* **Task**: Go through the records and filter out every line lacking the word "duck"; copy the lines that remain.

*** Exercise data ***

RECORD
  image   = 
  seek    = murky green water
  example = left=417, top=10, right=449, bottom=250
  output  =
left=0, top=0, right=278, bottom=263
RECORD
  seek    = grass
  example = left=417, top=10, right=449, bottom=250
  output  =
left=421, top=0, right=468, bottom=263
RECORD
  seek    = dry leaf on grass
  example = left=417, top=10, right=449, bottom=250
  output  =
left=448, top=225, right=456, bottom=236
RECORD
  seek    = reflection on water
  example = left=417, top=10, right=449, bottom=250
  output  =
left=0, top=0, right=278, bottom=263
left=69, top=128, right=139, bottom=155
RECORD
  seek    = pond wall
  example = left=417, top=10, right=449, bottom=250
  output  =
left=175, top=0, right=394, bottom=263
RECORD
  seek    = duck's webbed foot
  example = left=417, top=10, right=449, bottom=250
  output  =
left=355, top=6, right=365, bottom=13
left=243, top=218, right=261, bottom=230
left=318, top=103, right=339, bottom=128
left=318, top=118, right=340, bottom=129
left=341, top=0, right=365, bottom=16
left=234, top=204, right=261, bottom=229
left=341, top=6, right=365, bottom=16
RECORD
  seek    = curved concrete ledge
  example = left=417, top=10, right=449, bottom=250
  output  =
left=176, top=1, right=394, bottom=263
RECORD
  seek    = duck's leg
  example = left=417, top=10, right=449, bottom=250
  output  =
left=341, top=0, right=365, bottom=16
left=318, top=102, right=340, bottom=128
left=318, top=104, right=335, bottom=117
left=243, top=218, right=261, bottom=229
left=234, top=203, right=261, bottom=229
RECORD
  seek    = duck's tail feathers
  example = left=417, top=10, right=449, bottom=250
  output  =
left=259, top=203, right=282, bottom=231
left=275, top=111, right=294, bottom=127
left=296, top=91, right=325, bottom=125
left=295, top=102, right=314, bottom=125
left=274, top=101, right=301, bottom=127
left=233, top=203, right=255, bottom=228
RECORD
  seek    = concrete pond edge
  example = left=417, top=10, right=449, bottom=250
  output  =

*** End of Exercise data ***

* **Written response**:
  seek    = duck's webbed foot
  seek    = duck's leg
  seek    = duck's tail feathers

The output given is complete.